INSTRUCTION. Retype each of the following lines verbatim, with no changes of any kind.

STUDY MATERIAL.

....................

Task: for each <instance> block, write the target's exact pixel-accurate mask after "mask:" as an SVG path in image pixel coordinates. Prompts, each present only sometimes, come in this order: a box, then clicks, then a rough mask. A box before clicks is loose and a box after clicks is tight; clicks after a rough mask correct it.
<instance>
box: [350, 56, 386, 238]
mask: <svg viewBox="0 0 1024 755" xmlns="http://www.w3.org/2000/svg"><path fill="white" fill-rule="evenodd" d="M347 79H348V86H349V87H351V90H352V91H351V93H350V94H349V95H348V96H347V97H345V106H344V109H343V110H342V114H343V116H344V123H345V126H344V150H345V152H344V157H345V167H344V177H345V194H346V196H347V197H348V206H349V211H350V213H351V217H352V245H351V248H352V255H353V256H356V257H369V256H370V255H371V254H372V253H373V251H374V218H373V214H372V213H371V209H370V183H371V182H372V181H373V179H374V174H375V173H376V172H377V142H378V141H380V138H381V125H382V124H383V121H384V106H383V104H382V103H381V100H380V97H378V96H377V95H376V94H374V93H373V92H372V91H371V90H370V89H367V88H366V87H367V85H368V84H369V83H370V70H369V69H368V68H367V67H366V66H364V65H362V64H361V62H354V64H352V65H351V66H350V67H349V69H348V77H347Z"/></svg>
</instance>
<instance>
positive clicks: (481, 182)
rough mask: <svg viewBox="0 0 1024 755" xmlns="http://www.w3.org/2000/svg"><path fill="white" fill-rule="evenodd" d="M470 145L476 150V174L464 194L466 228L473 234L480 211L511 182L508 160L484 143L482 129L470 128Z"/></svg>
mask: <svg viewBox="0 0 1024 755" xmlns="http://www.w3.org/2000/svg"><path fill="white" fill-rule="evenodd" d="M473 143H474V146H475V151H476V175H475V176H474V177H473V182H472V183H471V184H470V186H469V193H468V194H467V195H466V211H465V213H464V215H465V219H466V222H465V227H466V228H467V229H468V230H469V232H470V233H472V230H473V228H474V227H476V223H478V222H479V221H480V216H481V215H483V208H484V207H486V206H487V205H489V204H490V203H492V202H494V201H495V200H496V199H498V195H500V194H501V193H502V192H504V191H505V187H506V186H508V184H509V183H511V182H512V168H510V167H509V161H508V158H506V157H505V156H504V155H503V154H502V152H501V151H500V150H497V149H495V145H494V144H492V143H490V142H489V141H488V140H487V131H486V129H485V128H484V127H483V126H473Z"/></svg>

....................

TASK ANSWER.
Task: for each <instance> block, write the target's exact pixel-accurate mask after "mask:" as an SVG path in image pixel coordinates. Prompts, each present only sometimes, come in this order: a box, then clicks, then a rough mask. A box before clicks is loose and a box after clicks is tight; clicks after a rough mask correct it.
<instance>
box: [350, 56, 386, 238]
mask: <svg viewBox="0 0 1024 755" xmlns="http://www.w3.org/2000/svg"><path fill="white" fill-rule="evenodd" d="M347 79H348V86H349V87H351V90H352V91H351V93H350V94H349V95H348V96H347V97H345V106H344V109H343V110H342V114H343V116H344V123H345V126H344V150H345V152H344V157H345V167H344V177H345V194H346V196H347V197H348V206H349V211H350V213H351V217H352V245H351V248H352V255H353V256H356V257H369V256H370V255H371V254H372V253H373V251H374V218H373V214H372V213H371V209H370V183H371V182H372V181H373V179H374V174H375V173H376V172H377V142H378V141H380V138H381V125H382V124H383V121H384V106H383V104H382V103H381V100H380V97H378V96H377V95H376V94H374V93H373V92H372V91H371V90H370V89H367V88H366V87H367V85H368V84H369V83H370V70H369V69H368V68H367V67H366V66H364V65H362V64H361V62H354V64H352V65H351V66H350V67H349V69H348V77H347Z"/></svg>
</instance>
<instance>
positive clicks: (481, 182)
rough mask: <svg viewBox="0 0 1024 755" xmlns="http://www.w3.org/2000/svg"><path fill="white" fill-rule="evenodd" d="M470 145L476 150V174L464 194L466 228L473 234L480 211L511 182L508 160L484 143L482 129L470 128Z"/></svg>
mask: <svg viewBox="0 0 1024 755" xmlns="http://www.w3.org/2000/svg"><path fill="white" fill-rule="evenodd" d="M473 143H474V146H475V151H476V175H475V176H474V177H473V182H472V183H471V184H470V186H469V193H468V194H467V195H466V211H465V213H464V215H465V219H466V222H465V227H466V228H467V229H468V230H469V232H470V233H472V230H473V228H474V227H476V223H478V222H479V221H480V216H481V215H483V208H484V207H486V206H487V205H489V204H490V203H492V202H494V201H495V200H496V199H498V195H500V194H501V193H502V192H504V191H505V187H506V186H508V184H509V183H511V182H512V168H510V167H509V161H508V158H506V157H505V156H504V155H503V154H502V152H501V151H500V150H497V149H495V145H494V144H492V143H490V142H489V141H488V140H487V131H486V129H485V128H484V127H483V126H473Z"/></svg>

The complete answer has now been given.